▸ **Stated exercise**
Copy all of the material below line for line, shifting every coordinate in the answers up by 93. Leave any coordinates outside the answers unchanged.

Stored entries
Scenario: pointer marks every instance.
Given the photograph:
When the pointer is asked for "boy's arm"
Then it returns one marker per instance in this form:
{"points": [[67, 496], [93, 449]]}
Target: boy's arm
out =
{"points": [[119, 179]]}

▸ **Exercise result**
Scenario: pointer marks every instance.
Given the photograph:
When the pointer is asked for "boy's arm"
Then it returns one marker per instance in this form:
{"points": [[67, 496], [93, 449]]}
Target: boy's arm
out =
{"points": [[212, 272]]}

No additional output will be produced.